DESCRIPTION OF THE TASK: The line containing "Pin every instance of the white window" marks the start; return it and every line after it in the listing below, exactly, through the last.

INFORMATION PROVIDED:
:::::
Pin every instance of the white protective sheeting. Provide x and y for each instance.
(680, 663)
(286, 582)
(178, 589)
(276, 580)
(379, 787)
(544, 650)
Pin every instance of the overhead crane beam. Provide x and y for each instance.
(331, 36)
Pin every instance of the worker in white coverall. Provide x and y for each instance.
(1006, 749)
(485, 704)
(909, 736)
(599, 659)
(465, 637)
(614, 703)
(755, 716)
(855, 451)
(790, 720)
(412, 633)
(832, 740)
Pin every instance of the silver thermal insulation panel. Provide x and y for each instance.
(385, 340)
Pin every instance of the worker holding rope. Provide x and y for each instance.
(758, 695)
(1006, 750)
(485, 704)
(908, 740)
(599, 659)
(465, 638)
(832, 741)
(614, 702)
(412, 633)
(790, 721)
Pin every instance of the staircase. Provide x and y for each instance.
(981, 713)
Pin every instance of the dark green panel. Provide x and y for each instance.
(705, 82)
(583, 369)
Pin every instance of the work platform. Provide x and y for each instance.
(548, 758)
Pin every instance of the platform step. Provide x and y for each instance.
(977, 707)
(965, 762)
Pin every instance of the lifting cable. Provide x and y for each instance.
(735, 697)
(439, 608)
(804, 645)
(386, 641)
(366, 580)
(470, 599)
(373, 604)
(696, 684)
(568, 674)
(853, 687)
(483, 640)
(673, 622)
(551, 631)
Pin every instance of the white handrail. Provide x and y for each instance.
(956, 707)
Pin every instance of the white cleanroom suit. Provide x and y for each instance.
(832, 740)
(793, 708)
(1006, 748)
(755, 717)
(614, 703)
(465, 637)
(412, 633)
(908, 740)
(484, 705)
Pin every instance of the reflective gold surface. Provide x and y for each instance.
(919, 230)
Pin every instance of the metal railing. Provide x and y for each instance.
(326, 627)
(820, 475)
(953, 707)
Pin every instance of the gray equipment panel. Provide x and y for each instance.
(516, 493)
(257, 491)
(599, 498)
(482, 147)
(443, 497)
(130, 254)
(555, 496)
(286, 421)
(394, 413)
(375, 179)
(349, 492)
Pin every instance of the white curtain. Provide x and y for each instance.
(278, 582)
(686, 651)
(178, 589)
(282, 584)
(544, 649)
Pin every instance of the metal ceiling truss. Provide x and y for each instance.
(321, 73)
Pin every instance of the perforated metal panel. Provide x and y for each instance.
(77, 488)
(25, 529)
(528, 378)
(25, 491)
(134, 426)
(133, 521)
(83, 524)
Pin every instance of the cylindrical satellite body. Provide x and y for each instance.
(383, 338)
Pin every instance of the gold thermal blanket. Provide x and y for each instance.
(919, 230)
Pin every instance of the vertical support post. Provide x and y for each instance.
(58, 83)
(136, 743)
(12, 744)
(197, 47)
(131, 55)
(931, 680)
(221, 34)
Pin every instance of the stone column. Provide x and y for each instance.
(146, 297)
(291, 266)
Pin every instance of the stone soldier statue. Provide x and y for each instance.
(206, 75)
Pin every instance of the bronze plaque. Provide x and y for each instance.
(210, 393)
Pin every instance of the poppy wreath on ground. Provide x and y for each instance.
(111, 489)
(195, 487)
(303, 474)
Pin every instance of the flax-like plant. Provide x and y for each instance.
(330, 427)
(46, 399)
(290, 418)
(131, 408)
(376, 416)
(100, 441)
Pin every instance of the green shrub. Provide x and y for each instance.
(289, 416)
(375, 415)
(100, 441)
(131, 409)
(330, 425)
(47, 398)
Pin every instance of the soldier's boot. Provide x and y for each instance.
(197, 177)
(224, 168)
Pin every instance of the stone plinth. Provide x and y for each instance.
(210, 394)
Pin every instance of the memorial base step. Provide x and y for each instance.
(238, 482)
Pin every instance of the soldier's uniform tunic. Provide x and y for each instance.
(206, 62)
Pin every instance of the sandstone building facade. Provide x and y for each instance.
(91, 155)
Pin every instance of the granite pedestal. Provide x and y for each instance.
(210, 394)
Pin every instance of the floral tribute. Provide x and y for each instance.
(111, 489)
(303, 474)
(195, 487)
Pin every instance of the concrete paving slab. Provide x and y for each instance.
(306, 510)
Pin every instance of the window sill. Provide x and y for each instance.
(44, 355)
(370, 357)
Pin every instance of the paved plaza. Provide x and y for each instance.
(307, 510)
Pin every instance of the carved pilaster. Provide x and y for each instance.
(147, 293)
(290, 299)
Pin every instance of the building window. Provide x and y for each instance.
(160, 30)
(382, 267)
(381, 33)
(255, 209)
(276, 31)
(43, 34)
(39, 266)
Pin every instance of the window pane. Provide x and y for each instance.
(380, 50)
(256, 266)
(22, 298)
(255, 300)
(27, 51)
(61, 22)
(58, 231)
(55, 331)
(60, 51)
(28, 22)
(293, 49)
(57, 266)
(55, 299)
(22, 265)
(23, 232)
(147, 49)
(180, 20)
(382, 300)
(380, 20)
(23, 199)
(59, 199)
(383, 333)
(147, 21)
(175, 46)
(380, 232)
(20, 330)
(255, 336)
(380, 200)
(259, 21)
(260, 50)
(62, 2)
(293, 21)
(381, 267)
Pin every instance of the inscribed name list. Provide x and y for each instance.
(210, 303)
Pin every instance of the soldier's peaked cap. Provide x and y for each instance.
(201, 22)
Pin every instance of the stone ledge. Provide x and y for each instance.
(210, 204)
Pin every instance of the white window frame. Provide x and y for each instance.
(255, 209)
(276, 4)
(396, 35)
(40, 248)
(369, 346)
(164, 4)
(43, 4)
:::::
ANSWER BOX:
Pin every instance of the white window frame. Provide x and y for each instance.
(255, 209)
(276, 4)
(396, 35)
(40, 248)
(369, 346)
(164, 4)
(43, 4)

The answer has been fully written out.